■ **RECORDS FOR THE EXERCISE**
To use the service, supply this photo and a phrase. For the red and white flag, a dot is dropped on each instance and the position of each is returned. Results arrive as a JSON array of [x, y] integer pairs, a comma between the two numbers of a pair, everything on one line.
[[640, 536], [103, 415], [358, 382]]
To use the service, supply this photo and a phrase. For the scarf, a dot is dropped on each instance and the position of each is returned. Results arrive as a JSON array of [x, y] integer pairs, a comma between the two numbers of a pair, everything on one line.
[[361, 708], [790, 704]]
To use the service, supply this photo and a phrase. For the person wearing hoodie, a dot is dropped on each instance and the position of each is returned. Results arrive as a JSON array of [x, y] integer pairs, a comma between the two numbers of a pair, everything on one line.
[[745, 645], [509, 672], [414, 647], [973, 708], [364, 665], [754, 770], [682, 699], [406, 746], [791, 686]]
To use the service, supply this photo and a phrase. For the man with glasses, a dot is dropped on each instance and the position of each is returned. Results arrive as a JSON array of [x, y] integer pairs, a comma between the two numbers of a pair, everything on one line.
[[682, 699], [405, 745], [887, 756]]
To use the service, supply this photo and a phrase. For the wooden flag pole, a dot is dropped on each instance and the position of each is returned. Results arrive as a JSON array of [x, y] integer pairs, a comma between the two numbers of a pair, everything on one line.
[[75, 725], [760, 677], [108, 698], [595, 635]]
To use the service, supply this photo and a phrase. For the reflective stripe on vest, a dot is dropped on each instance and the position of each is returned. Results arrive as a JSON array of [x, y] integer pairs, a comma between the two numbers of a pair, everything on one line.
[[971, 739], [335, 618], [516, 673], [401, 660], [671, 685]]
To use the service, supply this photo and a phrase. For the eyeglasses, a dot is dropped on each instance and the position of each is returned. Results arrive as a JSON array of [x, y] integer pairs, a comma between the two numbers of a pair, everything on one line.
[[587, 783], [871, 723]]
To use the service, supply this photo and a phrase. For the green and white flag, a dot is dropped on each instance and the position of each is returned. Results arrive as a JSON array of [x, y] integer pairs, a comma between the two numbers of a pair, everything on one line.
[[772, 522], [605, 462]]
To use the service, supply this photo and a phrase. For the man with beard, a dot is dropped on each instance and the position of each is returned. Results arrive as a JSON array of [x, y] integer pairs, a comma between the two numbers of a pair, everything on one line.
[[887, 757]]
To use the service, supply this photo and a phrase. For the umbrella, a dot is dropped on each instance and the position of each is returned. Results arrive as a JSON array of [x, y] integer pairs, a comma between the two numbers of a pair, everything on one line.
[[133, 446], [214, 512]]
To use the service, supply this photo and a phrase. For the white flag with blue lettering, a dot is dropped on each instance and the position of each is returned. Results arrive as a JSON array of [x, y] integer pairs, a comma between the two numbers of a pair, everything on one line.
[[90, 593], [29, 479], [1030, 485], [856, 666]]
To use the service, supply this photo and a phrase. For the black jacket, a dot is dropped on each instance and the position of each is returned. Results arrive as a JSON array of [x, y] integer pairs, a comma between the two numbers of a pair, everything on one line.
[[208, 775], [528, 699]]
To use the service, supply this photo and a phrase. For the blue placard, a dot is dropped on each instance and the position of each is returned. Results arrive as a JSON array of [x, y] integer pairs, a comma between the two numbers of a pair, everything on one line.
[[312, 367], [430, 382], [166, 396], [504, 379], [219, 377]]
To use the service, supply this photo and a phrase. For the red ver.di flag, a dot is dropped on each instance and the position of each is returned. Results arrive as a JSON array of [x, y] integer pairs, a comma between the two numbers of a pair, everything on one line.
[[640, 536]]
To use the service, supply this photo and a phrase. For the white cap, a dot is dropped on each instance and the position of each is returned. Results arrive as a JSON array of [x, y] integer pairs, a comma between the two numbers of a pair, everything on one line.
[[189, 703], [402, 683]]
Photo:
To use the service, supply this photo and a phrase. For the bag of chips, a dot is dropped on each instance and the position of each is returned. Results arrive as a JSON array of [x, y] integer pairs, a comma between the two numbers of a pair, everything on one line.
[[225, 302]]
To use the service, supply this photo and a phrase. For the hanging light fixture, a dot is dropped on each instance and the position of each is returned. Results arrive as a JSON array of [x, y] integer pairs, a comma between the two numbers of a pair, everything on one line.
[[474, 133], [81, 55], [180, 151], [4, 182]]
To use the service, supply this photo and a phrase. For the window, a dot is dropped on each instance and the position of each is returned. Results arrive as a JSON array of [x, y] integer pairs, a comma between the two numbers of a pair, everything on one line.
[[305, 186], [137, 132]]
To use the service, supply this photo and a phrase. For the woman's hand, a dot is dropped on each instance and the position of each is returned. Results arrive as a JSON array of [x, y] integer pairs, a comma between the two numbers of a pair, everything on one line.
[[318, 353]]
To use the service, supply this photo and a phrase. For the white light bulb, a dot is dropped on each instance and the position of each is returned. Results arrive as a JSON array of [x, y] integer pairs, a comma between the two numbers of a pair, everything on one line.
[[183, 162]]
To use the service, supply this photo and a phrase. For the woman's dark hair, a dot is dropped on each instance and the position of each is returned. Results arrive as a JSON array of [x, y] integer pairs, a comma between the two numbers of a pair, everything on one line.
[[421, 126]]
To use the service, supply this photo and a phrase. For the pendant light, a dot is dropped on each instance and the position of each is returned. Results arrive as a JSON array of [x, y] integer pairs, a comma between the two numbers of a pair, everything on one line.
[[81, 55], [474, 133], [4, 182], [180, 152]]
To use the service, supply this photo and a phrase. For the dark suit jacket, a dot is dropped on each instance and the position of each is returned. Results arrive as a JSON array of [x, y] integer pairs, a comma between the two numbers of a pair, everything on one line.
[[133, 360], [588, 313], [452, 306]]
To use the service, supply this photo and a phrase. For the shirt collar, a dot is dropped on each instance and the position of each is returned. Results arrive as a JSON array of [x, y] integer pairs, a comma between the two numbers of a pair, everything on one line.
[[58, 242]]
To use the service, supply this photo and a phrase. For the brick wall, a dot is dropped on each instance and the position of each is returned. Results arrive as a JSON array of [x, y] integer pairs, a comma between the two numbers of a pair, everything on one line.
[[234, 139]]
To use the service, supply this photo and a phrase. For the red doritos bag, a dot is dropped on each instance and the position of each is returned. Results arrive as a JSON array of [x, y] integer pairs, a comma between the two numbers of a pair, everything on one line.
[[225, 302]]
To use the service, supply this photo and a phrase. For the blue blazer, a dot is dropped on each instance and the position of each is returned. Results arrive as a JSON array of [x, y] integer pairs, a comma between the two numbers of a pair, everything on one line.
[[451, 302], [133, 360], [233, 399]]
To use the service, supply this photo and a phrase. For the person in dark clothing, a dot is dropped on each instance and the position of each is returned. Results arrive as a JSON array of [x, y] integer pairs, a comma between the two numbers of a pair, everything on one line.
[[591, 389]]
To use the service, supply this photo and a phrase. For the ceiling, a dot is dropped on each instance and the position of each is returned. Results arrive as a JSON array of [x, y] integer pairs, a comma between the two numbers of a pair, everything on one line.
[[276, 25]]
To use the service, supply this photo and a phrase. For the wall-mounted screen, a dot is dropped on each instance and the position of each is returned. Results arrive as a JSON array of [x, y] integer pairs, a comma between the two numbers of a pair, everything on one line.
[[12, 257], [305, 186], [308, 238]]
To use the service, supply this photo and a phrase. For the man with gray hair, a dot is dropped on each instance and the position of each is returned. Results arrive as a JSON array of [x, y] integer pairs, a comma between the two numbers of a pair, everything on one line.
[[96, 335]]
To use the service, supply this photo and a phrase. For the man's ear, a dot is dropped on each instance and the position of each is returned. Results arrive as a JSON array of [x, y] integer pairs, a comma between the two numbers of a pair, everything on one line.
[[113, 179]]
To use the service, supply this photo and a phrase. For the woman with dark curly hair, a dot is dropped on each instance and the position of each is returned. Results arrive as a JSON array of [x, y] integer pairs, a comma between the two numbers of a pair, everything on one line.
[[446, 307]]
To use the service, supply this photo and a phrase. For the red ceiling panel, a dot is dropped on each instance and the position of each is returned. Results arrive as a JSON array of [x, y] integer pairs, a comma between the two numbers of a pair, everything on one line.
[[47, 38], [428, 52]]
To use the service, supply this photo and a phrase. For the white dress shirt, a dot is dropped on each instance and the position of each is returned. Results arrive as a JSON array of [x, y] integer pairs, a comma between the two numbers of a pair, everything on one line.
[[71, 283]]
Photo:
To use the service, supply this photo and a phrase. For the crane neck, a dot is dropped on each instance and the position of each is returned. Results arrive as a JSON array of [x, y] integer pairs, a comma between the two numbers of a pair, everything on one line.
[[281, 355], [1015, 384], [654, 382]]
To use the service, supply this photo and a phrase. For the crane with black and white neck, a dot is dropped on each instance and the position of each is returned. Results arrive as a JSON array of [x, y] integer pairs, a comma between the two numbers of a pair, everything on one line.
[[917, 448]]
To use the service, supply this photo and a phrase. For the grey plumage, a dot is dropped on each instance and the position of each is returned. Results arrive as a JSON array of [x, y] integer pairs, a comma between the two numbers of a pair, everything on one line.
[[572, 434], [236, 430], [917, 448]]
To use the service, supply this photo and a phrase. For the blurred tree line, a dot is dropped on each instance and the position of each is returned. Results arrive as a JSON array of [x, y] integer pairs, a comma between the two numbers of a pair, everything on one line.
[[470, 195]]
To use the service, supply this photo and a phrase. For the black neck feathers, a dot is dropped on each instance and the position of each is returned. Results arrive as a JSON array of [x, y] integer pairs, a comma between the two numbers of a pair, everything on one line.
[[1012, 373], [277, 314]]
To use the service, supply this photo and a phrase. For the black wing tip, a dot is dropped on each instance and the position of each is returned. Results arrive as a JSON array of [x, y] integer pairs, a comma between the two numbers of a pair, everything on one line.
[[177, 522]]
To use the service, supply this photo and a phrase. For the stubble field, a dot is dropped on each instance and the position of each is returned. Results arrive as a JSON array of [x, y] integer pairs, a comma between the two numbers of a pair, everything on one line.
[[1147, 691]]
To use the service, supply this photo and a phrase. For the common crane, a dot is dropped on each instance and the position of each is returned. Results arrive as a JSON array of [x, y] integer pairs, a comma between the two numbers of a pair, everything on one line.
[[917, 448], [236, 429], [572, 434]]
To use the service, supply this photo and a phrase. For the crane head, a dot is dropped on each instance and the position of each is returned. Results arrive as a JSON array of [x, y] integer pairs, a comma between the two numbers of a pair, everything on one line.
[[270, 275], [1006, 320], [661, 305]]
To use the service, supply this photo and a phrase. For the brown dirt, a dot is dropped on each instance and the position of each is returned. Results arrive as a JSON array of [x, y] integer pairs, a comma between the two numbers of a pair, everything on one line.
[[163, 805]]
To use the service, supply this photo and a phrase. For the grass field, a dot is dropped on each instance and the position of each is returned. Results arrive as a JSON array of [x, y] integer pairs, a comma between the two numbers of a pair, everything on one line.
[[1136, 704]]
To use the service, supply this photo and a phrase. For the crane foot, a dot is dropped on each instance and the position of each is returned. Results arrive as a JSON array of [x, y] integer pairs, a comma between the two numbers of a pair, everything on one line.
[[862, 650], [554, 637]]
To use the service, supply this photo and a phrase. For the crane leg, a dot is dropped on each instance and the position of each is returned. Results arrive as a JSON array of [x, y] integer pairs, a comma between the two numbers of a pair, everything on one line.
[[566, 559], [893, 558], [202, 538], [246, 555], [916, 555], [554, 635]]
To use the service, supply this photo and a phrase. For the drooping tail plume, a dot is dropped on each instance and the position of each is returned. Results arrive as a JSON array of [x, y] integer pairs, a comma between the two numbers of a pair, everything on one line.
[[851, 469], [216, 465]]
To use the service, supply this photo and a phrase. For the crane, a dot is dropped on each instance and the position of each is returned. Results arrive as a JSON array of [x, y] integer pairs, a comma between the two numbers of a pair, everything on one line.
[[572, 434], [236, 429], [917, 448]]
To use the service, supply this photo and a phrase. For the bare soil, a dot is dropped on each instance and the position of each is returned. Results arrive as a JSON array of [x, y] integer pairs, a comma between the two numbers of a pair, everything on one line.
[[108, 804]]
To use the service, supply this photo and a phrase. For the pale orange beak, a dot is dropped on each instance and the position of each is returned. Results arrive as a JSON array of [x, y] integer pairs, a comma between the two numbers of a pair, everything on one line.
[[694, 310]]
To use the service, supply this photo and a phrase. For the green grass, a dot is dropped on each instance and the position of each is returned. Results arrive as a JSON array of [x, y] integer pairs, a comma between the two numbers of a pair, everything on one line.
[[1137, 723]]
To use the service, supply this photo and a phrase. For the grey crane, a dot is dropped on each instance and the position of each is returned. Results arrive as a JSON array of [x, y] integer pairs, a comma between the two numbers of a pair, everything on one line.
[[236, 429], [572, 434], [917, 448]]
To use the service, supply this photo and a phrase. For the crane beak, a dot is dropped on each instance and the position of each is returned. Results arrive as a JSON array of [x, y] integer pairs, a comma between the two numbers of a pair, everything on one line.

■ **WHAT TO WORK ON**
Reproduce verbatim the portion of the rows above that opens with the line containing "the umbrella, a" and closes with the line containing "[[640, 536]]". Include both of those lines.

■ **ANSWER IN FULL**
To use the service, supply this photo and a phrase. For the umbrella, a dot is dropped on each instance and the position of each is returned. Results arrive as a JSON array of [x, y] integer pairs, a comma between the two numbers of a pair, everything on one line.
[[133, 446], [214, 512]]
To use the service, supply this photo and a phrase. For the white flag with blue lettering, a dot is dropped on each instance and the position of each is returned. Results arrive as a JSON array of [x, y] integer pairs, a comma between the two numbers of a pair, everything on one line.
[[90, 593], [29, 479], [1030, 485], [856, 666]]
To use the service, supply this photo and a phrase. For the black jacket, a dot is dropped on each instance and the position of each is returned. Results arrive as a JSON array of [x, y] integer pairs, a comma between the two numbers of a pair, everything on one line.
[[208, 775], [528, 699]]
To use the service, supply this photo and a phrase. For the blue placard, a dot is dropped on each instance and the position of each is returned. Results arrive as a JSON array of [x, y] integer pairs, a comma between the two numbers of a pair, everything on one line.
[[312, 367], [430, 382], [166, 396], [504, 379], [219, 377]]
To use the service, supply this photo and a phrase. For the red ver.di flag, a dot is dropped on each instance and the position of each is returned. Results arrive as a JSON array of [x, y] integer pairs, a comma between the two numbers of a pair, everything on one line.
[[640, 536]]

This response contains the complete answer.